++++ Input

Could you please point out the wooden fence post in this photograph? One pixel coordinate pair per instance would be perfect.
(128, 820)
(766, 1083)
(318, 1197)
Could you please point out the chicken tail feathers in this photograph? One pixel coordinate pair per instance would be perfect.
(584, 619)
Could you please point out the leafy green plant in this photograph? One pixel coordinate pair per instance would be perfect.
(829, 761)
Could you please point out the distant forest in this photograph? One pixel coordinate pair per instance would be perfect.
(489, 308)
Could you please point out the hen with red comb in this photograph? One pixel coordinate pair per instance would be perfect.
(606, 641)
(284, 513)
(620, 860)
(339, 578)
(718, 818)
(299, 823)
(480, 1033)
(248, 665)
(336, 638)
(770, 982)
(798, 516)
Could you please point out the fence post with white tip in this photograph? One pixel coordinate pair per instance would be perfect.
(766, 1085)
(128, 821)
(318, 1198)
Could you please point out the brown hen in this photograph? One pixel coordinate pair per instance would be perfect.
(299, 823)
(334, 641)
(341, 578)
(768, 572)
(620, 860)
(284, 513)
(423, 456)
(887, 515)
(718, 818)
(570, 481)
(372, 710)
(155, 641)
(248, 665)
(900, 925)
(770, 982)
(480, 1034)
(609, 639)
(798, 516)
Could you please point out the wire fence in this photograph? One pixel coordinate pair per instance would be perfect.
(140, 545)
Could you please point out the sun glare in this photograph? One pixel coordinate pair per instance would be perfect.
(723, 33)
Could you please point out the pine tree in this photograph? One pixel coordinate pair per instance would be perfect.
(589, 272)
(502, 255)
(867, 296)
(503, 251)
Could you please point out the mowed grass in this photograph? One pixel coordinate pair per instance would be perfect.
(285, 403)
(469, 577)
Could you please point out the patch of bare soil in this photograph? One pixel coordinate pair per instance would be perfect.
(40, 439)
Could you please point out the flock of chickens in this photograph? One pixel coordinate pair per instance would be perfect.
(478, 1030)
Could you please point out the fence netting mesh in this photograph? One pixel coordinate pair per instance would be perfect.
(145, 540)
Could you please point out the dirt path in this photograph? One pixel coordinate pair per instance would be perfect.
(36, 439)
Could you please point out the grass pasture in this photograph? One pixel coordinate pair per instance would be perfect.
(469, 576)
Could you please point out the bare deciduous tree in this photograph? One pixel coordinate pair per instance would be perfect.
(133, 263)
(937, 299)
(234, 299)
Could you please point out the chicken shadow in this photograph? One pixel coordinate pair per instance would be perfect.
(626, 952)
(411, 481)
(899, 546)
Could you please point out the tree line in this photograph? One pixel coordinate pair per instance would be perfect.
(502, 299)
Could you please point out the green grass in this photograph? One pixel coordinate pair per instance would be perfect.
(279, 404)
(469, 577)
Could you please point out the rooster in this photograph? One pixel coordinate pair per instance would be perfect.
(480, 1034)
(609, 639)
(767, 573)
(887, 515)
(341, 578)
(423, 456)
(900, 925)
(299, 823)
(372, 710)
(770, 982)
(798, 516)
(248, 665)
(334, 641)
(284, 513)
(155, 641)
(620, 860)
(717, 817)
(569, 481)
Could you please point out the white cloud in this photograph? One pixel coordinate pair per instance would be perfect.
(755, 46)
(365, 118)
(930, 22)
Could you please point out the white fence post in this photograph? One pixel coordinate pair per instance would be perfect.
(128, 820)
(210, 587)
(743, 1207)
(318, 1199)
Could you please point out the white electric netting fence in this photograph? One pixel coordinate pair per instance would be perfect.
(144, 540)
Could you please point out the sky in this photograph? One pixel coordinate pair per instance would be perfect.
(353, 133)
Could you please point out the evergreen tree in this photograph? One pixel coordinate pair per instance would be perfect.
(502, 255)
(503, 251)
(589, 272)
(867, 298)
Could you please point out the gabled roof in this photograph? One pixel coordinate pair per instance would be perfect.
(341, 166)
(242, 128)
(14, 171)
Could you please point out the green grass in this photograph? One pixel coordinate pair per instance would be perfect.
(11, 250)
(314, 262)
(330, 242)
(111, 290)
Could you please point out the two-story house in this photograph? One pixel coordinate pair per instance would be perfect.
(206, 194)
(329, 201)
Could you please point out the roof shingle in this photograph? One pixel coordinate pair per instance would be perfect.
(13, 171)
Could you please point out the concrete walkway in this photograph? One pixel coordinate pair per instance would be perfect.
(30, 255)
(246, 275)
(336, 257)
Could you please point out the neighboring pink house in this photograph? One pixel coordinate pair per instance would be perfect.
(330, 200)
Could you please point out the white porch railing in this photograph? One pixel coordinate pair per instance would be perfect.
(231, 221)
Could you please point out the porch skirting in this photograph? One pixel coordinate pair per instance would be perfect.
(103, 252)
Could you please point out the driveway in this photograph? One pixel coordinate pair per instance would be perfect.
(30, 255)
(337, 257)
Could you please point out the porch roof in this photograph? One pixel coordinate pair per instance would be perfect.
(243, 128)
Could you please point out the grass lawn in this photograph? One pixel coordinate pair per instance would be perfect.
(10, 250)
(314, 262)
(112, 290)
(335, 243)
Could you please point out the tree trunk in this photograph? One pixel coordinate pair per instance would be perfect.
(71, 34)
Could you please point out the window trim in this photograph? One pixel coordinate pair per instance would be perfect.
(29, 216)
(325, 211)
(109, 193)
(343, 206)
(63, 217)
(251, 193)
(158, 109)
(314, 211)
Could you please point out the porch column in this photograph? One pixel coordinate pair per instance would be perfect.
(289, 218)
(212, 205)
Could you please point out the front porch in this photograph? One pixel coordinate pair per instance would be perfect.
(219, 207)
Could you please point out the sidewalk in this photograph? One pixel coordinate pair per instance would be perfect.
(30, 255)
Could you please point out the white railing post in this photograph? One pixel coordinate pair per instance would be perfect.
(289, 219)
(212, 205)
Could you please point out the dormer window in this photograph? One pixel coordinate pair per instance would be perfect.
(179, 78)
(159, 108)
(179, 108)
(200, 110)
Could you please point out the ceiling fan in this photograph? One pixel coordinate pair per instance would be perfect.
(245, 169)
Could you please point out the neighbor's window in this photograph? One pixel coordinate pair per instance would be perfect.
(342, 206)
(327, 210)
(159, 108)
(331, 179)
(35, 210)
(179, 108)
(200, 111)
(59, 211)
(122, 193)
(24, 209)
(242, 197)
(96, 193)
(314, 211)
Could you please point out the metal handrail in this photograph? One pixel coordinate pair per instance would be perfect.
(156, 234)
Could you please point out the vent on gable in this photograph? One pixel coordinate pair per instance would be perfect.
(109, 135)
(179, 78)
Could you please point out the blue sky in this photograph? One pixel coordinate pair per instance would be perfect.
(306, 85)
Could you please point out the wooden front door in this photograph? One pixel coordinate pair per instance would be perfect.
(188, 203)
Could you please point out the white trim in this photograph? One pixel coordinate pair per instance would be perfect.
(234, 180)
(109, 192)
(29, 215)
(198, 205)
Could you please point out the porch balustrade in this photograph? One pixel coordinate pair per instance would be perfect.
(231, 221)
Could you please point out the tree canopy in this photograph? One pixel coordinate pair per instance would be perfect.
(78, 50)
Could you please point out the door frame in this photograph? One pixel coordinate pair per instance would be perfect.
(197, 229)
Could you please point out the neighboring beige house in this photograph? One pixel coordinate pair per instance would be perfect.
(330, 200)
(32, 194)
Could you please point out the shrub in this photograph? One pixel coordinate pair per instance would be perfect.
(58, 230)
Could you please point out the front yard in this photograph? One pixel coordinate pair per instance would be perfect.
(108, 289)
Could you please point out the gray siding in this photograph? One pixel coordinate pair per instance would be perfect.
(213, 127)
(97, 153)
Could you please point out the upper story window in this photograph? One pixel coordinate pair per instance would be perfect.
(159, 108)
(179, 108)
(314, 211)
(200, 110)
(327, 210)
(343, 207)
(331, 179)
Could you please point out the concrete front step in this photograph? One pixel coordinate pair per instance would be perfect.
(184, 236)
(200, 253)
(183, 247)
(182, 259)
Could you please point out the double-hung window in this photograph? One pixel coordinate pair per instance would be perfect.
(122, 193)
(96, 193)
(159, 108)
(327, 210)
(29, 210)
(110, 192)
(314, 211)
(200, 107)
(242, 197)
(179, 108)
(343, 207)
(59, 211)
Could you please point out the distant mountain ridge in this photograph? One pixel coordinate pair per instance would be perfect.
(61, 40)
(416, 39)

++++++++

§ **Job**
Produce an exact copy of the lines from the one containing "Could you please point out the concrete front" through the last line, and of nothing else.

§ **Task response**
Could you please point out the concrete front step in this photograph? One pixel coordinate pair per instance would be perfect.
(184, 236)
(200, 253)
(183, 247)
(182, 259)
Could you please point out the double-hung window in this photograph? One pixel coordinate pair per instance would be perfect.
(122, 193)
(96, 193)
(159, 108)
(327, 210)
(29, 210)
(110, 192)
(314, 211)
(200, 107)
(242, 197)
(179, 108)
(343, 207)
(59, 211)
Could you please point out the distant mountain ridge in this photograph? One pixel coordinate pair per instance would be perfect.
(61, 40)
(416, 39)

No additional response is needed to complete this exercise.